BEGIN Extracted material

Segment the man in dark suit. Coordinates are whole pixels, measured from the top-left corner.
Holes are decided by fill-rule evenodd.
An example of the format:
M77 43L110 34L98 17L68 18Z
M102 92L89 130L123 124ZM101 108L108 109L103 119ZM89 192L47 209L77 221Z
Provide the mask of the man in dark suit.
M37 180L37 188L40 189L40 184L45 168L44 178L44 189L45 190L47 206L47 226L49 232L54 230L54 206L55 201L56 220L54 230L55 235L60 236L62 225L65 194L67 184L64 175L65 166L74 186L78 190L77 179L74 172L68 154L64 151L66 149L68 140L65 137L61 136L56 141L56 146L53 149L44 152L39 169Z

END Extracted material

Written request: Reproduce the rows above with "dark suit" changed to "black suit" wherever it appears, and keep everything else the same.

The response:
Segment the man in black suit. Coordinates are whole pixels, measured from the top-left corner.
Holes are decided by fill-rule evenodd.
An example of the format:
M77 43L110 34L98 17L68 18Z
M102 92L89 130L123 124ZM101 108L108 109L103 119ZM89 192L47 209L77 221Z
Provide the mask of the man in black suit.
M37 180L37 188L40 189L40 184L45 168L44 178L44 189L45 190L47 206L47 226L49 232L54 230L54 206L55 201L56 220L54 230L55 235L60 236L62 225L65 194L67 184L64 175L65 166L74 186L78 190L77 179L74 172L68 154L64 151L66 149L68 140L65 137L61 136L56 141L56 146L53 149L44 152L39 169Z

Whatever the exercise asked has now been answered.